BEGIN
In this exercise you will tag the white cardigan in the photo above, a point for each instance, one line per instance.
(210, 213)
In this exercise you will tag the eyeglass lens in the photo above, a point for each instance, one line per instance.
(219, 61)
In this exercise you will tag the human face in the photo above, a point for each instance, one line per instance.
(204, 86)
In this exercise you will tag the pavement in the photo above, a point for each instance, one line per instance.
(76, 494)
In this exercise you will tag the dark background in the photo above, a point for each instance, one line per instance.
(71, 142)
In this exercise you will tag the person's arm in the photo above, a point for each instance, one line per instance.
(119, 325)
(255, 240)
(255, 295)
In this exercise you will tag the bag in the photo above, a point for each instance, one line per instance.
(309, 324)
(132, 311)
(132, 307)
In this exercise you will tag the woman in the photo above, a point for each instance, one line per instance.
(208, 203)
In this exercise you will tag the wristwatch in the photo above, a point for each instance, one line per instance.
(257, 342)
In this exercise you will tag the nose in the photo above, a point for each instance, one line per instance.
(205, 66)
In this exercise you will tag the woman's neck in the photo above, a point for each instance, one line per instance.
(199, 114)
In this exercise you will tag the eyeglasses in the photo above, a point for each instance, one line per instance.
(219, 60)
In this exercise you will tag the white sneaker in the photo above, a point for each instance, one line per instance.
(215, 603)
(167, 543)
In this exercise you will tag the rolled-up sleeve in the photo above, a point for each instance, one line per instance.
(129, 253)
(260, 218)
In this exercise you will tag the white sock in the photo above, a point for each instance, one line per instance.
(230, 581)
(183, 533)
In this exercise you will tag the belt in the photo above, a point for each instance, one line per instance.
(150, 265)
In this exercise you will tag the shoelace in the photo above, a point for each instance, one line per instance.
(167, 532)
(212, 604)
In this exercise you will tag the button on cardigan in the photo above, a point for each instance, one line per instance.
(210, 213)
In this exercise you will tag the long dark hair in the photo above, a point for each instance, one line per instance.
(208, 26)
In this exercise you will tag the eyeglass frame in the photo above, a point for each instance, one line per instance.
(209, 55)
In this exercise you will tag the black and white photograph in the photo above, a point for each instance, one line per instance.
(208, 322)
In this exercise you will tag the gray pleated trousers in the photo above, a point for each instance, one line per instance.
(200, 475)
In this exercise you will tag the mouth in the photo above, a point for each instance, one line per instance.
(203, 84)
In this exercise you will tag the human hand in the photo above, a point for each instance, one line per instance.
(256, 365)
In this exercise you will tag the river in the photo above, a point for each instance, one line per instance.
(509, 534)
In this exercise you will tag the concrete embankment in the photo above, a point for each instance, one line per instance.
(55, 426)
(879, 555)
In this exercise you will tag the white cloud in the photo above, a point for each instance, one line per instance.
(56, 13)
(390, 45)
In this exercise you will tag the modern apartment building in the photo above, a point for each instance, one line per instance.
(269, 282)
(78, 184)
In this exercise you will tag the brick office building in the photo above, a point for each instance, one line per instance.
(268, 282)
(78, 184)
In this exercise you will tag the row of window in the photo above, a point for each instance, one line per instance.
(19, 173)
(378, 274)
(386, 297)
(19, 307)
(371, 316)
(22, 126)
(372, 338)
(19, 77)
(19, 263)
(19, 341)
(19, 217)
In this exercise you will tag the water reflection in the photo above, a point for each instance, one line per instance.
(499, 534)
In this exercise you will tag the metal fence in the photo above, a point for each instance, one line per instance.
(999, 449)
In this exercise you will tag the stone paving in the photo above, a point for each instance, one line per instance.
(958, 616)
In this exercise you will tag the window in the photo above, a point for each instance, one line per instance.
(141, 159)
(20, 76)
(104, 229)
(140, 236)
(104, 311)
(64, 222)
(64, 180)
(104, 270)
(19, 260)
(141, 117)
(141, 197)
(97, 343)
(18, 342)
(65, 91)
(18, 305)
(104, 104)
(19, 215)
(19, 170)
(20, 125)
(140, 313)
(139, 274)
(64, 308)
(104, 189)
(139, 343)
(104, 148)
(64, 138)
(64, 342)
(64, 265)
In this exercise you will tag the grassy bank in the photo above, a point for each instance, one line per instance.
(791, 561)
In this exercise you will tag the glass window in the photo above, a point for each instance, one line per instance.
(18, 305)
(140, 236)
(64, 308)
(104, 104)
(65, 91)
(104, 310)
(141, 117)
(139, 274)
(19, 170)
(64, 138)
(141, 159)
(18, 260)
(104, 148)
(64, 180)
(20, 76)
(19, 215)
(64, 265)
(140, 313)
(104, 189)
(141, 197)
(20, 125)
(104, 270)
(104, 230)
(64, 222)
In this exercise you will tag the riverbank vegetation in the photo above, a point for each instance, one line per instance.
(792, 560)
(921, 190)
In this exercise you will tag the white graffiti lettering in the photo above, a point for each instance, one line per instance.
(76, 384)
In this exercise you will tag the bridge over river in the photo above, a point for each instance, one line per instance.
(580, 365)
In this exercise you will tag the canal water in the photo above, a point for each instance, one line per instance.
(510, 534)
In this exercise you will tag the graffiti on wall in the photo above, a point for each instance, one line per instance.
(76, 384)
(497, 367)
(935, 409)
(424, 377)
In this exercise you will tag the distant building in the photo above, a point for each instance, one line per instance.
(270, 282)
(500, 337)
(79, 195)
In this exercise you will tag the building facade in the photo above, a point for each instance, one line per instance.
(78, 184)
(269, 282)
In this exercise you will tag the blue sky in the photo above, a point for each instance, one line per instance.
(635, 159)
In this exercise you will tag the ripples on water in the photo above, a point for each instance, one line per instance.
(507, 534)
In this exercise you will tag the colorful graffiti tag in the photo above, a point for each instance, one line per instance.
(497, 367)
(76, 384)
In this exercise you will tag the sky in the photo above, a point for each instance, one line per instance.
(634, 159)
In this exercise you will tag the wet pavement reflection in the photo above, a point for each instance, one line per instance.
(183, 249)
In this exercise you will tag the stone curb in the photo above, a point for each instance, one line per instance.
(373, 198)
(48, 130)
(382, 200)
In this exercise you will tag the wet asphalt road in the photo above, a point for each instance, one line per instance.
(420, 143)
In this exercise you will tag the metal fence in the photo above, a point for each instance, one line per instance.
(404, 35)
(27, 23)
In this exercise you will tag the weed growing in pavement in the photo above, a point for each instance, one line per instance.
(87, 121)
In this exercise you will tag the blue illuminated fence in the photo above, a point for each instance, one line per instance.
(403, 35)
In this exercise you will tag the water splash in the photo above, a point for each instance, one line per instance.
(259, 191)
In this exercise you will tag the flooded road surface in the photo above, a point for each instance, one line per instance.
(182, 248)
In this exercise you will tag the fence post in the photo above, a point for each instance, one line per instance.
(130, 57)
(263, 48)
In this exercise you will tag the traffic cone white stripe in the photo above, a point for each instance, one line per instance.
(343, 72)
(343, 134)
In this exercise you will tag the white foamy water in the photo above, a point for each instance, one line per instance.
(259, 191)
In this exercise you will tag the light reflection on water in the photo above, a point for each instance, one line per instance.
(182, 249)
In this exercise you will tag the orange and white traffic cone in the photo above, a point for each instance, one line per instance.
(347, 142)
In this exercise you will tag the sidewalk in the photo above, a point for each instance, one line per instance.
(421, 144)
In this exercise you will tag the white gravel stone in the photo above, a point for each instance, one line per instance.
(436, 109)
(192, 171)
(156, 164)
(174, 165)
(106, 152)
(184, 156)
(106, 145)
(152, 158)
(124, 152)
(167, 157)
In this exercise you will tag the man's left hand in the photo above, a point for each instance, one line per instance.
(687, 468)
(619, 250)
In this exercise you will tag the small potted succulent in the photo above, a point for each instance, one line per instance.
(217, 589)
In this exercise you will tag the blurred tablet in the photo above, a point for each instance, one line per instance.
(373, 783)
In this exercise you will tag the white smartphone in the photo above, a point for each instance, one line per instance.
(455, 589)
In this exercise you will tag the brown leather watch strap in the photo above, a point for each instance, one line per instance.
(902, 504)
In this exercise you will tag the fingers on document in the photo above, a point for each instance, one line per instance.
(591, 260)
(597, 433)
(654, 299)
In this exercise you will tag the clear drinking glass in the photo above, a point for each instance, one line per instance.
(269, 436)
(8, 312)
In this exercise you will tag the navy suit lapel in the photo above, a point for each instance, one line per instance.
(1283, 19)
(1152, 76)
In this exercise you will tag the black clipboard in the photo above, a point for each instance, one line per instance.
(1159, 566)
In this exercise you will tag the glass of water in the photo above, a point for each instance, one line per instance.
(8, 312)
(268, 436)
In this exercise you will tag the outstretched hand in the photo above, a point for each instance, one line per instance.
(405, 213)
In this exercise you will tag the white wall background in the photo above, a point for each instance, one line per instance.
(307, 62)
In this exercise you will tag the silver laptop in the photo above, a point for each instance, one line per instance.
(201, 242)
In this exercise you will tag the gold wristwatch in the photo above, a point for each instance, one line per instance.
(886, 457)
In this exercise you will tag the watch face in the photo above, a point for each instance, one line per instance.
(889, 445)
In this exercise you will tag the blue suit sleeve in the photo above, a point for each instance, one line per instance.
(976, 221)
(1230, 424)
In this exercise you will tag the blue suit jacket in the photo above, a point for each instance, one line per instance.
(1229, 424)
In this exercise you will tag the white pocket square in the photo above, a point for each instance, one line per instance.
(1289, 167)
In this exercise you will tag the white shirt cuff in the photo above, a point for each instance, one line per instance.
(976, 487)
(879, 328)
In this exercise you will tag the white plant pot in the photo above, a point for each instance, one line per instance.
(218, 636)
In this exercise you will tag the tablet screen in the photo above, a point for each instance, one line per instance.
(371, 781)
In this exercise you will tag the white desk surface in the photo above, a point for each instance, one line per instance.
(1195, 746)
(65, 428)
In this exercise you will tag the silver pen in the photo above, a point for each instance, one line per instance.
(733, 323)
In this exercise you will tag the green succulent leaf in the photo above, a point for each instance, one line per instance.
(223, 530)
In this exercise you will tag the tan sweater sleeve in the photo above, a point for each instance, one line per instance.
END
> **Written exercise**: Everything from the line containing "In this exercise you will tag the white wall" to the end of the data above should be quoted exactly, please, both ends included, and nothing outside that span.

> **Answer in full**:
In this exercise you will tag the white wall background in the photo above, a point for each instance, one line per instance.
(307, 62)
In this exercise you will tag the silver laptop in the photo above, a point for each instance, one line per instance.
(201, 242)
In this exercise you will tag the gold wristwatch in the photo above, a point for each instance, one line per instance.
(886, 457)
In this exercise you will tag the watch face in the photo above, a point for each instance, one line per instance.
(889, 445)
In this exercise you will tag the blue suit sleeve in the photo above, a point for each instance, one line per instance.
(976, 221)
(1230, 424)
In this exercise you will tag the blue suit jacket in the photo above, a point for each instance, one line per instance.
(1229, 424)
In this exercise you will tag the white pocket square in the photo above, a point for each instance, one line per instance.
(1289, 167)
In this exercise you will tag the white shirt cuff in the photo above, a point for each instance, one line per instance.
(976, 487)
(879, 328)
In this exercise you will tag the white plant pot in the photo above, a point for each instance, one line per instance.
(218, 636)
In this exercise you will tag the tablet screen in the photo above, a point for each instance, one line per instance.
(371, 781)
In this exercise you will tag the white desk surface in the photo above, a point for each instance, one line per instance.
(1195, 746)
(65, 428)
In this exercise you will tag the silver pen in the photo above, a point for each instance, one line per instance.
(733, 323)
In this exercise you will tag the green succulent leaf in the photo above, a point for each instance, one line per instance.
(223, 530)
In this exercise you will tag the tan sweater sleeve in the photo above, a point for each instance, one line per instance.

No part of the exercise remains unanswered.